■ **Given exercise**: Print every one of the records below verbatim, without changing a word.

■ **Stored records**:

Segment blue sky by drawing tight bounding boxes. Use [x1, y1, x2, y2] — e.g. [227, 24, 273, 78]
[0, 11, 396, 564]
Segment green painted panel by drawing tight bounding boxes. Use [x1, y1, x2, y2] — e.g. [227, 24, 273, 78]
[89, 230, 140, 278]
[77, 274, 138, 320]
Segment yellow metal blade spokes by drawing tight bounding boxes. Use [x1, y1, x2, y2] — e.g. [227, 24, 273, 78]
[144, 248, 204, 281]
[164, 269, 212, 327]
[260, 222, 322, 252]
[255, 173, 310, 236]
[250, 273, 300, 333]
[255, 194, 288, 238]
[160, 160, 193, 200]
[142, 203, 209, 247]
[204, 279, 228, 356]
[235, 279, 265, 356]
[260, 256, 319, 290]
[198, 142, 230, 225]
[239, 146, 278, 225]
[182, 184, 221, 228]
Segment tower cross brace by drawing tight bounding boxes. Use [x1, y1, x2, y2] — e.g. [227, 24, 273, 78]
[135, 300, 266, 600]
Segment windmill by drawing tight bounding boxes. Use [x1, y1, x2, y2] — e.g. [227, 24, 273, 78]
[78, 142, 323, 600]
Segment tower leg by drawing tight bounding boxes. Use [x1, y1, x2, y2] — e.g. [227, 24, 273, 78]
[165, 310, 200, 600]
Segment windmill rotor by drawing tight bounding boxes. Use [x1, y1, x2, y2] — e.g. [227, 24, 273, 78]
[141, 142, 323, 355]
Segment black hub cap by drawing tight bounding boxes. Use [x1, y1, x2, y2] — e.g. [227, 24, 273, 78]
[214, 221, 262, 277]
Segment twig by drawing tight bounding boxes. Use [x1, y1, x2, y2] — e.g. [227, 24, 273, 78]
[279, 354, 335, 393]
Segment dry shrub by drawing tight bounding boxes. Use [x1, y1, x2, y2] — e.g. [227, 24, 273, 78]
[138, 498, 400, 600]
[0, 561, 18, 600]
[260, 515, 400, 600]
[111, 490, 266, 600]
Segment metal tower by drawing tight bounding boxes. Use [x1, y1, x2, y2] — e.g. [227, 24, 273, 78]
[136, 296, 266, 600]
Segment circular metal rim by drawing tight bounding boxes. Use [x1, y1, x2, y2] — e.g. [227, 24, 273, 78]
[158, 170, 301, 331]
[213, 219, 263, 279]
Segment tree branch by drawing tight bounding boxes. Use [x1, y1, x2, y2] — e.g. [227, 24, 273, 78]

■ **Task response**:
Segment blue sky by drawing tight bounding boxes. Use [x1, y1, x2, y2] — e.g. [227, 24, 273, 78]
[0, 11, 396, 564]
Segment green painted panel by drawing tight bounding boxes. Use [x1, y1, x2, y2] — e.g. [227, 24, 273, 78]
[89, 230, 140, 278]
[77, 274, 138, 320]
Segment yellow metal blade spokes by drawing tight bounding boxes. Use [x1, y1, x2, y2] — e.g. [227, 24, 273, 78]
[144, 248, 204, 281]
[164, 269, 212, 327]
[260, 222, 322, 252]
[255, 173, 310, 236]
[250, 273, 300, 333]
[255, 194, 288, 238]
[160, 160, 193, 200]
[142, 203, 209, 247]
[204, 279, 228, 356]
[235, 279, 265, 356]
[260, 256, 319, 290]
[198, 142, 230, 225]
[239, 146, 278, 225]
[182, 184, 221, 228]
Segment tower cross brace by drawing tight bounding boxes. Use [x1, y1, x2, y2] — e.g. [227, 24, 273, 78]
[135, 300, 266, 600]
Segment windmill by drawing tight bounding boxes. Use [x1, y1, x2, y2] — e.g. [227, 24, 273, 78]
[78, 142, 323, 600]
Segment tower leg by drawing tight bounding boxes. Use [x1, y1, x2, y2] — e.g. [227, 24, 273, 78]
[165, 310, 200, 600]
Segment windmill rotor by drawing tight bounding boxes. Use [x1, y1, x2, y2] — e.g. [227, 24, 273, 78]
[141, 142, 323, 355]
Segment black hub cap by drawing tight bounding boxes. Use [x1, y1, x2, y2] — e.g. [227, 24, 273, 78]
[214, 221, 262, 277]
Segment twig by drawing tight bounding boxes. Use [x1, y1, x2, y2] — e.g. [227, 24, 273, 78]
[279, 354, 335, 393]
Segment dry shrub by drawing tight bounding boxes. Use [x1, y1, x2, y2] — e.g. [227, 24, 273, 78]
[138, 498, 400, 600]
[0, 561, 18, 600]
[260, 515, 400, 600]
[111, 490, 266, 600]
Segment metal tower by drawing tight bounding boxes. Use [x1, y1, x2, y2] — e.g. [227, 24, 273, 78]
[136, 296, 266, 600]
Segment circular metal rim by drawing tight bounding boxes. Use [x1, y1, x2, y2] — e.g. [227, 24, 273, 78]
[158, 170, 301, 331]
[213, 219, 263, 279]
Segment tree branch by drawing tight bounding boxes. Use [x1, y1, x2, y2] — e.g. [227, 24, 273, 78]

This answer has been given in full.